Raw records
* Start *
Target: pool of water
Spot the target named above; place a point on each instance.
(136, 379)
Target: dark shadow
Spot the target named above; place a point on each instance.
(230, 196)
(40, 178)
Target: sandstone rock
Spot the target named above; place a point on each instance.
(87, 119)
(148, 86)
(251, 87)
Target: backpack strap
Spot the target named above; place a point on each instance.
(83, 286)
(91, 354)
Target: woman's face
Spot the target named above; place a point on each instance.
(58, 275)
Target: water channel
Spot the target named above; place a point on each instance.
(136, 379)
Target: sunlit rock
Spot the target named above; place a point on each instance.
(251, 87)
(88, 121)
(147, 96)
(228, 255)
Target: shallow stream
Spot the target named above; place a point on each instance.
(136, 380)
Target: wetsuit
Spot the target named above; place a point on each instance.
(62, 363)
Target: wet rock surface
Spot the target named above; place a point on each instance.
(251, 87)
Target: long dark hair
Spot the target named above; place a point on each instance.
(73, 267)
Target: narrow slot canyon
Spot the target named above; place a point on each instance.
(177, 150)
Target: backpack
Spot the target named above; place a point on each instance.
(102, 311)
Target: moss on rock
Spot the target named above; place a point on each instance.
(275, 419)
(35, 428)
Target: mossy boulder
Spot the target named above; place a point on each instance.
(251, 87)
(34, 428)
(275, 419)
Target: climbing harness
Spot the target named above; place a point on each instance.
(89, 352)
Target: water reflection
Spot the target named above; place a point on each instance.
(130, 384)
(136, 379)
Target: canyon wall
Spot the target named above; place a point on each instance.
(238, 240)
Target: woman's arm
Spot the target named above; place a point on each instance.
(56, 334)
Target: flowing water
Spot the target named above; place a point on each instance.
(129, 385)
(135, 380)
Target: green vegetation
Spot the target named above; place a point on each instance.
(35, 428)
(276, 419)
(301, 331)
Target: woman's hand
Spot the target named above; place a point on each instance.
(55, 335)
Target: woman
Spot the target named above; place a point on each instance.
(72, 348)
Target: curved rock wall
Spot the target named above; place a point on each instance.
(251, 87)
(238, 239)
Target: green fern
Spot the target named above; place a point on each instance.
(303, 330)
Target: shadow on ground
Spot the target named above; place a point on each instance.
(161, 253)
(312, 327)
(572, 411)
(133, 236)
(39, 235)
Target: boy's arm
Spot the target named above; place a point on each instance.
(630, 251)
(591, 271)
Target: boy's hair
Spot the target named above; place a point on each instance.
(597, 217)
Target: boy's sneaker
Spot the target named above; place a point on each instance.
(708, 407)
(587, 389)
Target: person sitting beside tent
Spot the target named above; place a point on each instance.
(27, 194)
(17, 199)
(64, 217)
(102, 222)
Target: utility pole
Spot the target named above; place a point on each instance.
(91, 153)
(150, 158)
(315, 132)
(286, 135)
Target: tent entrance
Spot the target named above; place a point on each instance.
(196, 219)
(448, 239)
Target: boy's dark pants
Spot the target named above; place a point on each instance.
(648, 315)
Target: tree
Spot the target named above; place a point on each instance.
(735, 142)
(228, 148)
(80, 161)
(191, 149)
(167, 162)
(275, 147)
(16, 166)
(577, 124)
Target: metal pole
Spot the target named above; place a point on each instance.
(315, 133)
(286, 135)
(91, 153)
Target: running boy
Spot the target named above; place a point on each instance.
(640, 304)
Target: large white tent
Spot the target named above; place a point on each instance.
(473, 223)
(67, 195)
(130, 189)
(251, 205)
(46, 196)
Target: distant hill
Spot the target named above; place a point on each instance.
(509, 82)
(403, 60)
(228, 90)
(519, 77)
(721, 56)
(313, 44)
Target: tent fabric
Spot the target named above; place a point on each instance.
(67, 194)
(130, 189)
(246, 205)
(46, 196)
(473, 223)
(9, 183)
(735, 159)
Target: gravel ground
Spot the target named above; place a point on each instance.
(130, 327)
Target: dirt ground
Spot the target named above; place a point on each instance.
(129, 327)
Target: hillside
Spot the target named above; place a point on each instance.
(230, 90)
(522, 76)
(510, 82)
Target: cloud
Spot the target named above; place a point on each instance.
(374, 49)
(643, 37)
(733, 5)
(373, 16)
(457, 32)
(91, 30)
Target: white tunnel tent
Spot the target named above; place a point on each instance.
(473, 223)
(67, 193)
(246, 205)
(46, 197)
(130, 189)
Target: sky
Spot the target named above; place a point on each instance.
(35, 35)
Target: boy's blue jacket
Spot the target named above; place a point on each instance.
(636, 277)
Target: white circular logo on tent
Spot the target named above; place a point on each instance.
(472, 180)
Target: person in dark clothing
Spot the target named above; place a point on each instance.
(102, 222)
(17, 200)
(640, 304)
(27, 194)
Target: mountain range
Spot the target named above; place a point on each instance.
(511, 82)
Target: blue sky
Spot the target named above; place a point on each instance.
* End *
# Aim
All of the entries above need to be reproduced exactly.

# Written answer
Target: pool of water
Spot the target named above; place a point on each instance.
(136, 379)
Target: dark shadow
Spot the target named above; place a point on each instance.
(230, 196)
(40, 178)
Target: sandstone rock
Spot the target named above; place a point on each instance.
(87, 119)
(148, 86)
(251, 87)
Target: backpack strap
Spot the target named above; place a point on each instance.
(83, 286)
(91, 354)
Target: woman's face
Spot the target named above; place a point on each instance.
(58, 275)
Target: water channel
Spot the target named above; place a point on each instance.
(136, 379)
Target: sunlit rock
Spot the target named above; place a point on each instance.
(251, 87)
(88, 121)
(147, 96)
(228, 255)
Target: shallow stream
Spot the target named above; place a point on each instance.
(136, 380)
Target: wetsuit
Spot the target named above; place a point on each instance.
(62, 363)
Target: wet rock surface
Spot the target named above; place a point on each instance.
(251, 87)
Target: long dark hair
Spot the target named above; place a point on each instance.
(73, 267)
Target: narrow slot canyon
Spot the target named above; place a point on each instance.
(177, 150)
Target: backpack
Spot the target named above; place a point on each instance.
(102, 311)
Target: moss on rock
Spot the target named above; place a point on each instance.
(275, 419)
(35, 428)
Target: mossy boulder
Spot the target named above; place a point on each instance.
(251, 87)
(34, 428)
(275, 419)
Target: climbing harness
Spot the target named above; place a point on each instance.
(89, 352)
Target: water reflection
Spot the target named above; place a point on each instance.
(130, 384)
(136, 379)
Target: canyon wall
Spot the target named above; place a point on each instance.
(238, 240)
Target: woman's arm
Spot the target named above; place a point on each instance.
(56, 334)
Target: flowing water
Spot the target named above; place a point on each instance.
(129, 385)
(135, 380)
Target: green vegetation
Spot the target named above; place a point on each instance.
(35, 428)
(276, 419)
(301, 331)
Target: woman's hand
Spot the target named above; place a point on each instance.
(55, 335)
Target: woman
Spot the target named above; place a point on each instance.
(72, 348)
Target: curved rock wall
Spot the target named above; place a point on each instance.
(251, 87)
(238, 239)
Target: green fern
Spot the target named above; place a point on each instance.
(303, 330)
Target: shadow on ground
Spot the target named above; place a point on each instance.
(161, 253)
(312, 327)
(572, 411)
(133, 236)
(39, 235)
Target: boy's arm
Spot the target named above; place a point on each instance.
(630, 251)
(591, 271)
Target: boy's hair
Spot the target named above; place a point on each instance.
(597, 217)
Target: boy's sneaker
Spot the target named above; place a point on each instance.
(708, 407)
(587, 389)
Target: person sitting beside tent
Spot the target named above; place a point on each instance.
(27, 194)
(17, 199)
(64, 217)
(102, 222)
Target: utility pole
Spot the target named above; place a point on each instance.
(91, 153)
(150, 158)
(315, 132)
(286, 135)
Target: tent entrance
Spot the target named above; place a point on each instance.
(196, 219)
(448, 239)
Target: boy's dark pants
Spot the target named above; place a point on each instance.
(648, 315)
Target: tree
Spot the target named above; place a point on each instance.
(735, 142)
(228, 148)
(80, 161)
(191, 149)
(167, 162)
(275, 147)
(16, 166)
(577, 124)
Target: metal pole
Spot the target named above; place a point on each instance.
(315, 133)
(286, 135)
(91, 153)
Target: running boy
Spot the target named above; place a point on each instance.
(640, 304)
Target: large white tent
Spot the target named above; place a point on each instance.
(473, 223)
(67, 195)
(130, 189)
(251, 205)
(46, 196)
Target: distant hill
Spot the target named above; place a point on each instance.
(509, 82)
(403, 60)
(228, 90)
(519, 77)
(721, 56)
(313, 44)
Target: tent fabric
Spot the target named above; place a point on each instance.
(67, 194)
(130, 189)
(246, 205)
(46, 196)
(473, 223)
(9, 183)
(735, 159)
Target: gravel ground
Spot the target named above; place a point on each instance.
(130, 327)
Target: dirt ground
Spot the target named above; place a point on each instance.
(129, 327)
Target: hillside
Spot the target named above; place a point on each instance.
(230, 90)
(522, 76)
(510, 82)
Target: cloud
Spot the target named above; place a point on each instance.
(374, 49)
(643, 37)
(733, 5)
(373, 16)
(457, 32)
(91, 30)
Target: white tunnel tent
Spot the target named above; place a point on each instance.
(473, 223)
(67, 193)
(246, 205)
(46, 197)
(130, 189)
Target: sky
Spot the target named above; place a point on each instance.
(35, 35)
Target: boy's blue jacket
Spot the target named above; place a point on each instance.
(636, 277)
Target: white circular logo on tent
Spot the target named above; place a point on each instance.
(472, 180)
Target: person in dark clothing
Spot the target named above; place a point on each instance.
(102, 222)
(17, 200)
(640, 304)
(27, 194)
Target: mountain range
Spot the target named above; place a point on each instance.
(511, 82)
Target: blue sky
Spot the target named above; place a point on each instance.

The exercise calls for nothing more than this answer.